## ASSIGNMENT:
Once the line with "Target: tall sail-shaped" is found, repeat exactly that line and every one after it until the data below ends, including the last line.

INFORMATION SHOWN START

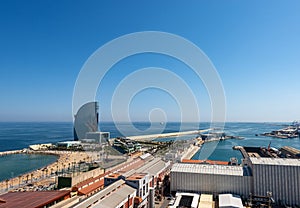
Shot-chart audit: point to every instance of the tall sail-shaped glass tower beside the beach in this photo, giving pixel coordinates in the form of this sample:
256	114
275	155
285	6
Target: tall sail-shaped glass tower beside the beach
86	120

INFORMATION SHOWN END

## THE COMPLETED TASK:
Target: tall sail-shaped glass tower beside the beach
86	120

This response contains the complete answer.